Monday, July 10, 2017

When the "chronic" in "chronic illness" becomes real.

I was officially diagnosed with fibromyalgia about a week or so ago. I thought that the diagnosis would bring relief- I had assumed I'd had it almost since the beginning of having symptoms, and I thought a diagnosis would help me feel validated. Instead, though, I started to feel very depressed- in a low energy, low motivation, grieving sort of way.

The depression turned to anger and anxiety this morning when I woke up feeling exhausted and stiff and foggy and remembered that Monday is my longest day of work with the most clients and the least amount of breaks. When my supervisor asked me this morning how I was doing, I told him the truth and asked for help. How do I manage this exhaustion and keep this job that I love?

He brought up two things: a dialectic from Dialectical Behavior Therapy (DBT) and a story he'd heard about a president of the National Fibromyalgia and Chronic Pain Association who kicked off her presidency by hiking Death Valley and telling the world about it, and how the way she talked about and broadcasted this story could have been invalidating to so many people. (I haven't been able to find the story my supervisor was talking about, but the idea of this happening relates to what I'm going to write about so I'm going to keep it in.)

In DBT, we balance the idea of validation and change, and acceptance and change. In my case, that would mean acknowledging both that I have a chronic illness, that it has changed my body, that I can't do as much as I want to AND that there are things I can do to manage it, to feel better, and that acceptance doesn't necessarily mean I have to stop doing what I love and living a life I want.

What a struggle! How do I validate what I'm feeling AND avoid long periods of unproductive moping? How do I allow myself to feel depressed and grieve AND keep moving forward? How do I practice self-care without limiting myself? How will I know if I'm accepting too much and changing too little...and vice versa?

There are two fairly common responses that I tend to get when I first tell people that I have a chronic illness: "Wow, that's really terrible and sad!" and "Don't worry; you'll be okay, you can still do anything you want! Just have a positive attitude/eat this special diet/do yoga/etc." (There are, of course, also a number of more moderate responses in between those two, and I am grateful for people who respond in these ways).

The woman who crossed Death Valley and used it as a "You can do this too" type message may have wanted simply to be an inspiration, but this event could also have fallen squarely in the second response for so many people. I would love to be able to hike (not in Death Valley though...) that far and run and dance and work long hours and take myself on a solo road trip and have a wide social life like I used to, but I'm not there right now and I don't know if I ever will be again. When I feel depressed about fibromyalgia, it's often in relation to wishing that I could do those things and instead being weighted down to the couch, too tired to even read.

So what do we do about this? How do people with chronic illnesses still live lives that they love without overdoing it? How do we know how far to push ourselves?

How do we balance this acceptance, validation, and change?

· · ·

### Task details
In the chronic illness post above, which day does the writer name as the longest workday? Please answer in a few words.

· · ·

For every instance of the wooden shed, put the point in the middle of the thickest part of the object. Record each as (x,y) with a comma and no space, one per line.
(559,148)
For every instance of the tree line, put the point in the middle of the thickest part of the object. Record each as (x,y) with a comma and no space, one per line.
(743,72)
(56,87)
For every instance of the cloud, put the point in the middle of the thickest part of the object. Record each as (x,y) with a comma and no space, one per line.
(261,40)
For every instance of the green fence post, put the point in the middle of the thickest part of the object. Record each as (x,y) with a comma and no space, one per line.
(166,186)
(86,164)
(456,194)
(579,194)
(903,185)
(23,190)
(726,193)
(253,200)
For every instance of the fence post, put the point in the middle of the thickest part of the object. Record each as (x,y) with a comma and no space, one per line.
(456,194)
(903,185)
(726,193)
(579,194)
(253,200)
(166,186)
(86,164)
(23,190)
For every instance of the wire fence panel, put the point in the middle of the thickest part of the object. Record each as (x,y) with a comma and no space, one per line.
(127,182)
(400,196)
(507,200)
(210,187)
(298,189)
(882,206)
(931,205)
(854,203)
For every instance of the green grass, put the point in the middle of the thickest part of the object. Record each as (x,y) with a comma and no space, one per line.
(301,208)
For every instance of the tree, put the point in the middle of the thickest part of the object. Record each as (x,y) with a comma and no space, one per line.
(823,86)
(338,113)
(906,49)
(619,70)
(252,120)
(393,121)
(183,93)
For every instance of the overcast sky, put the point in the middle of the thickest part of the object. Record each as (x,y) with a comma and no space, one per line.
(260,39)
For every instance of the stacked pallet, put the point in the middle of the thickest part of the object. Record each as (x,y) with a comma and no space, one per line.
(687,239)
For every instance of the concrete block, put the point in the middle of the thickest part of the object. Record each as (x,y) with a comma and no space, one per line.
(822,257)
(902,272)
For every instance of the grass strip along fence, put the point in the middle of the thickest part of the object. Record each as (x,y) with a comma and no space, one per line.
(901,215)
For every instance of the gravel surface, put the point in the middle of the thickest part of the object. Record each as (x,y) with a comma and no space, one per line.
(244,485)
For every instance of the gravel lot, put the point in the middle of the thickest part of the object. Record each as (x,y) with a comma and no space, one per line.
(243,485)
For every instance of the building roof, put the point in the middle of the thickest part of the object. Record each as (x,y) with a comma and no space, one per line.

· · ·

### Output for this exercise
Monday